> _Tugas A_:
Menurut teks tentang sejarah sebagai ilmu, apa saja empat langkah yang menjadi tumpuan metode sejarah?

> _Teks yang Ditampilkan_:
Sejarah Sebagai Ilmu


 

Sejarah Sebagai Ilmu

Definisi sejarah sebagai ilmu memiliki beberapa persyaratan utama, yaitu obyek, tujuan, metode, kegunaan, sistematika, kebenaran, generalisasi dan prediksi.

a.  Obyek

Objek sejarah adalah aktivitas manusia pada masa lampau. Sejarah merupakan ilmu empiris. Sejarah seperti ilmu-ilmu lain yang mengkaji manusia, bedanya sejarah mengkaji aktivitas manusia dalam dimensi waktu. Aspek waktu inilah yang menjadi jiwa sejarah. Selanjutnya objek sejarah dibedakan menjadi dua, yakni objek formal dan objek material. Objek formal sejarah adalah keseluruhan aktivitas masa silam umat manusia. Objek material berupa sumber-sumber sejarah yang merupakan bukti adanya peristiwa pada masa lampau (Zed, 2002: 48). Bukti-bukti itu merupakan kesaksian sejarah yang bisa dilihat. Tegasnya, rekonstruksi sejarah hanya mungkin kalau memiliki bukti-bukti berupa dokumen atau jenis peninggalan lainnya.
 

b.  Tujuan

Menurut Sutrasno (1975: 22) sejarah bertujuan sebagai berikut; 1) Memberikan kenyataan-kenyataan sejarah yang sesungguhnya, menceriterakan segala yang terjadi apa adanya, 2) Membimbing, mengajar, dan mengupas setiap kejadian sejarah secara kritis dan realistis. Makin objektif (makin dekat kepada kenyataan sejarah yang sesungguhnya) makin baik, karena dengan demikian pembaca akan mendapat gambaran sesungguhnya tentang apa yang benar-benar terjadi.


c.   Metode


Metode ini berfungsi mencari kebenaran peristiwa masa lampau.

Metode sejarah bertumpu pada empat langkah, yaitu heuristik, kritik, interpretasi, dan historiografi. metode sejarah bersifat universal, artinya metode sejarah dapat dimanfaatkan oleh ilmu-ilmu lain untuk keperluan memastikan fakta pada masa lampau. Dengan semakin mendekatnya ilmu-ilmu sosial dan ilmu sejarah, maka semakin terlihat pemanfaatan metode sejarah dalam ilmu-ilmu sosial. Di samping itu,  dalam  sejarah terdapat  metode sejarah  lisan,  kwantohistori  yang  dekat dengan statistik, psikohistori, dan sebagainya.

d.      Kegunaan

Menurut Widja (1988: 49-51) sejarah paling tidak mempunyai empat kegunaan, yaitu edukatif, inspiratif, rekreatif, dan instruktif.

1)  Guna edukatif adalah sejarah memberikan kearifan dan kebijaksanaan bagi orang yang mempelajari-nya. Menyadari guna edukatif dari sejarah berarti menyadari makna dari sejarah sebagai masa lampau yang penuh arti. Selanjutnya berarti bahwa kita bisa mengambil dari sejarah nilai-nilai berupa ide-ide maupun konsep-konsep kreatif sebagai sumber motivasi bagi pemecahan masalah-masalah masa kini dan selanjutnya untuk merealisir harapan-harapan di masa akan datang.

> _Tugas B_:
Cetak ulang baris-baris data tanpa perubahan, mulai dari baris yang memuat "magazine on counter, one per instance" sampai baris terakhir data.

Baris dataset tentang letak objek
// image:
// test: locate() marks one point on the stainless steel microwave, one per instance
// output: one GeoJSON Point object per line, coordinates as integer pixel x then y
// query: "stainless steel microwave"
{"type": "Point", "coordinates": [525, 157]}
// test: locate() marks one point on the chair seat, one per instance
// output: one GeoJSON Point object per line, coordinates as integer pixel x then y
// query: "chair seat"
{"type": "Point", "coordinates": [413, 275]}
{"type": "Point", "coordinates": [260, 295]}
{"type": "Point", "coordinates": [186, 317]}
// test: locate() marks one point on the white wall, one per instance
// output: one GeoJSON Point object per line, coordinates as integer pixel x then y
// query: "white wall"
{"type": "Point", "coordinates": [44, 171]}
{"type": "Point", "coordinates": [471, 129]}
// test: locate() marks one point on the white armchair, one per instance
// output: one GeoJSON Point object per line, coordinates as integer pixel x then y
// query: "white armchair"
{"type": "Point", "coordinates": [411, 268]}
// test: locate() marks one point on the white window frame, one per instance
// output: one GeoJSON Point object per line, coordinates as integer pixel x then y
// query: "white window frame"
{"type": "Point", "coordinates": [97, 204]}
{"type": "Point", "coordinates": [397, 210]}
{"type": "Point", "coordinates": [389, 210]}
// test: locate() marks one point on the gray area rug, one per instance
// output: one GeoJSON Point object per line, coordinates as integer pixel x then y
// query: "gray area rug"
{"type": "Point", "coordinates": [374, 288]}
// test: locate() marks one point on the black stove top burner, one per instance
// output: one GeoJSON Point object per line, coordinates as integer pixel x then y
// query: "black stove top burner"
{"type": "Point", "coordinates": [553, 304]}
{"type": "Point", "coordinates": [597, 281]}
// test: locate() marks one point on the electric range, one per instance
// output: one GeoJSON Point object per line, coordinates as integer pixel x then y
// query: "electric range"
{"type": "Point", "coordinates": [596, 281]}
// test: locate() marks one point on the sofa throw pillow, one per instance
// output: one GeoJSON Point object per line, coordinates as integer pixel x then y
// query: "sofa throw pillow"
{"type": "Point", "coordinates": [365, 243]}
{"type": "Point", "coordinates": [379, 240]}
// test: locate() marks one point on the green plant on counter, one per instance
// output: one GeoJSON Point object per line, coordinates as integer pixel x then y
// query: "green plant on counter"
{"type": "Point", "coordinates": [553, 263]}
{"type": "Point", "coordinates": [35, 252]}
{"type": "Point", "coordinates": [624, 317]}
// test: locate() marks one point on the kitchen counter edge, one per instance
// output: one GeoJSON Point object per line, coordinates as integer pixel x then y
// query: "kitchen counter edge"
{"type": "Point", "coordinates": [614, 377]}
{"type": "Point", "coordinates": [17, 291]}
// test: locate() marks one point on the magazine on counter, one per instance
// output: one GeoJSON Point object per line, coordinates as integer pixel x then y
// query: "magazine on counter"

> _Hasil Latihan A_:
Heuristik, kritik, interpretasi, dan historiografi.

> _Hasil Latihan B_:
// test: locate() marks one point on the magazine on counter, one per instance
// output: one GeoJSON Point object per line, coordinates as integer pixel x then y
// query: "magazine on counter"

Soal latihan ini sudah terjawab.